Your tasks:
1. From the ARMRA article, copy verbatim the part that opens with the words containing "Rahal describes herself" and closes with "of her ilk.".
2. According to the ARMRA article, where is Rahal Biosciences, Inc. run out of?
3. Pick up the ARMRA article after its final line and keep writing.
Extract: Begin
ARMRA’s “Science” Is OA Ads

83% of articles cited in their main “research” areas were published pay-to-play

ARMRA’s “Science” Is OA Ads
Sarah Rahal

ARMRA is a bovine colostrum powder which claims to be “Your Revival of Health.” It was, according to the online history they provide, “the brainchild of Sarah Rahal, MD, a pediatric neurologist with expertise in environmental health and quantum biology.”

The company that owns ARMRA is Rahal Biosciences, Inc., a Delaware corporation run out of Bonita Springs, FL. It was founded in 2019 via a filing in Delaware, established in Florida in 2023.

Rahal describes herself as “double-board certified,” with the boards being the United Council for Neurologic Subspecialties (UCNS) and the American Board of Psychiatry and Neurology (ABPN). She is not a Board-certified pediatrician, from what I can tell.

Like many of the MDs leveraging their degrees to peddle nutraceuticals and alternative treatments, Rahal dropped out of medicine early in her career with a heart-wrenching (she thinks) story. Casey Means is another of her ilk.

  • In case you clocked the phrase “quantum biology,” it is politely described as a speculative field often aligned with pseudoscientific claims.
Extract: End
Dataset records: Begin
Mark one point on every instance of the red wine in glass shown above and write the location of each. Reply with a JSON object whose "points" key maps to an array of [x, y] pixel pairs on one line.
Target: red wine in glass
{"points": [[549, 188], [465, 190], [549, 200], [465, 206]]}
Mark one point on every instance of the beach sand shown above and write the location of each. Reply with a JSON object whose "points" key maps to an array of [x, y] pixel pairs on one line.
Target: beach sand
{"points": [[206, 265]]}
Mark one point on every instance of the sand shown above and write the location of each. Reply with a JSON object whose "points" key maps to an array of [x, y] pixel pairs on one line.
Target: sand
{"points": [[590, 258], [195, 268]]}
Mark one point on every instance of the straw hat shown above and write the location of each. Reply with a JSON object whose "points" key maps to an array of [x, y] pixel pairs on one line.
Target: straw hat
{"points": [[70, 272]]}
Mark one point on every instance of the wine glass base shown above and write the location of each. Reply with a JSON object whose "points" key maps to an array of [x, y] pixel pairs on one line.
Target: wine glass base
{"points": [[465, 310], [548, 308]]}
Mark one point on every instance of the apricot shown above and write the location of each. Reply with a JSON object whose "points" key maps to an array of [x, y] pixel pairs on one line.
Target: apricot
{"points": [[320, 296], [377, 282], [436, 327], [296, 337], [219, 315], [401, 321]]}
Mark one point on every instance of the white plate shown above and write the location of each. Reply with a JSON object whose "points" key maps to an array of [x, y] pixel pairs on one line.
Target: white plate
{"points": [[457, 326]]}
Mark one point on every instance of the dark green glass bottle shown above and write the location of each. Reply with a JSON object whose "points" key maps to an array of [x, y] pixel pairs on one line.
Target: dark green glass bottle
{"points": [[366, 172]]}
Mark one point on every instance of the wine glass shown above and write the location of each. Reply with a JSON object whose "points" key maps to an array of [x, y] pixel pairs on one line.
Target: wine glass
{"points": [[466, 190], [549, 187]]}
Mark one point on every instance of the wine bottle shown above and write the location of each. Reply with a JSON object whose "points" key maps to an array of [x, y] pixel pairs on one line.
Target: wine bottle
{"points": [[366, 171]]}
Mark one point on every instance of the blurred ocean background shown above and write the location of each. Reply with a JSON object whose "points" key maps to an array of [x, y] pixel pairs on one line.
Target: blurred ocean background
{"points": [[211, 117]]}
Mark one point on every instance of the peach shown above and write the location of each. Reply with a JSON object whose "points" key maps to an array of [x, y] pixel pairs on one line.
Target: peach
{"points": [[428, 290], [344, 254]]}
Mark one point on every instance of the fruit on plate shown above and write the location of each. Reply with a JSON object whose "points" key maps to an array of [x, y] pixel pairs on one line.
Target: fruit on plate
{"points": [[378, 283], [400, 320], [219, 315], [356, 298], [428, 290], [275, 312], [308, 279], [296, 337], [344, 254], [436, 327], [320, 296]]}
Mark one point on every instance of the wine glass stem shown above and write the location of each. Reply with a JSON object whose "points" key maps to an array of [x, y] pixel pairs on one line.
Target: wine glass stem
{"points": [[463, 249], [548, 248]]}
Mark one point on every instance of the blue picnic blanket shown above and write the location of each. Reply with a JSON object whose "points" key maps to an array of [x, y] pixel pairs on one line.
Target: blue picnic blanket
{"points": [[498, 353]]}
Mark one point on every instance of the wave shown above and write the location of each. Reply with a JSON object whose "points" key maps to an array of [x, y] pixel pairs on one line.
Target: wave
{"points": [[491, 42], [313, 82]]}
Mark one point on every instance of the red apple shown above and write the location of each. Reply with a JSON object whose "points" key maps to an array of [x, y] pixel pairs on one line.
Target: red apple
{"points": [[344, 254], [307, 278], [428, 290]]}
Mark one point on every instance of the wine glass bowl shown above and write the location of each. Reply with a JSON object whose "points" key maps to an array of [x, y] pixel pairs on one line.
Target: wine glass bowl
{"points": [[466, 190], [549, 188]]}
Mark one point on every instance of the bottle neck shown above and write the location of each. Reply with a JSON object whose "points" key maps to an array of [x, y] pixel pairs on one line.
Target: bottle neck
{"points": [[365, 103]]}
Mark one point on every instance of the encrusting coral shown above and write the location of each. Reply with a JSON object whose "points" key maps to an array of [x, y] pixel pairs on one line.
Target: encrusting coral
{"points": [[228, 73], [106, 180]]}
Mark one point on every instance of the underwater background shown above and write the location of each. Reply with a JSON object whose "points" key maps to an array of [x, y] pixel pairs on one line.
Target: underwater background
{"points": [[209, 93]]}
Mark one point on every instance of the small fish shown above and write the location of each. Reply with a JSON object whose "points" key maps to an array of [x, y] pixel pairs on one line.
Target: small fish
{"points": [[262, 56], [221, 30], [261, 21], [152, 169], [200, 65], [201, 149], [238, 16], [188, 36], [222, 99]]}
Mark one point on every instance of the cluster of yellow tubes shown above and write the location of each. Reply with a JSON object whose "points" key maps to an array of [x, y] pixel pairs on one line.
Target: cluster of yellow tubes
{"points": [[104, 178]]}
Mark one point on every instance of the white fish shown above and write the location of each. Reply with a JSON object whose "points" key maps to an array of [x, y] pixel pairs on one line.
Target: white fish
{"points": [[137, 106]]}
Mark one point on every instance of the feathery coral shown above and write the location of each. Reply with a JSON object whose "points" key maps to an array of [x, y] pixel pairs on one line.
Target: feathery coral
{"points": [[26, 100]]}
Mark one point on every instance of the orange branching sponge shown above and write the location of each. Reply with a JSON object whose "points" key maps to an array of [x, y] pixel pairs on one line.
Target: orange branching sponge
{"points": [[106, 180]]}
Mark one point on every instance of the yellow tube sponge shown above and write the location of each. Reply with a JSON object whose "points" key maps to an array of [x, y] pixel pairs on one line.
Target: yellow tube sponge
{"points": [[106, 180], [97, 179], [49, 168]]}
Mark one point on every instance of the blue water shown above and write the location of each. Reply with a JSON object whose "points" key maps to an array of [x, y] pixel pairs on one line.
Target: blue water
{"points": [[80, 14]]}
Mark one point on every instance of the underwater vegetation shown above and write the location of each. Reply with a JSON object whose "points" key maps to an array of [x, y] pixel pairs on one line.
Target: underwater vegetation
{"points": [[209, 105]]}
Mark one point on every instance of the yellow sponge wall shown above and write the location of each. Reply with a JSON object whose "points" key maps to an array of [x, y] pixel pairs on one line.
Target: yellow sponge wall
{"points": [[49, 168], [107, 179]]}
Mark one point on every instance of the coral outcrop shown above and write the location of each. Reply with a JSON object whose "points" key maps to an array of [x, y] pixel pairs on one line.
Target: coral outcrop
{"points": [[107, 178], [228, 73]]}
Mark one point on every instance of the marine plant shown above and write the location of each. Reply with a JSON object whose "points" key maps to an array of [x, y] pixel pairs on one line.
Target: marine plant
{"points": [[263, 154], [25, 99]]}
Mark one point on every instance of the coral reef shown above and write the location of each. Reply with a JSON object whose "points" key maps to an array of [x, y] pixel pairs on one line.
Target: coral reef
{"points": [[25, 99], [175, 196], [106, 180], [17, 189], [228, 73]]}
Dataset records: End
Answers to the exercise:
1.
Rahal describes herself as “double-board certified,” with the boards being the United Council for Neurologic Subspecialties (UCNS) and the American Board of Psychiatry and Neurology (ABPN). She is not a Board-certified pediatrician, from what I can tell.

Like many of the MDs leveraging their degrees to peddle nutraceuticals and alternative treatments, Rahal dropped out of medicine early in her career with a heart-wrenching (she thinks) story. Casey Means is another of her ilk.

2. Bonita Springs, FL.

3.
Rahal has been profiled on Goop, among other places. This picture greets you when you arrive at the ARMRA site:

Apparently, carrying a small can of powdered bovine colostrum while shirtless is great exercise and not at all embarrassing or cringe-inducing.

Jennifer Aniston and Dua Lipa have been wrangled as influencers to promote ARMRA. In the non-celebrity world, the company has accumulated a rather long list of complaints with the Better Business Bureau.

More importantly, our pay-to-play OA publishing model and infrastructure — including PubMed and PubMed Central (PMC) — has been used to provide a roster of papers that gives their product claims the semblance of scientific validation while spreading them widely.

  • Your tax dollars at work . . .

Of the 46 scientific articles cited in the five main zones of ARMRA’s listed “research,” 38 were published OA, mostly in Frontiers and MDPI journals.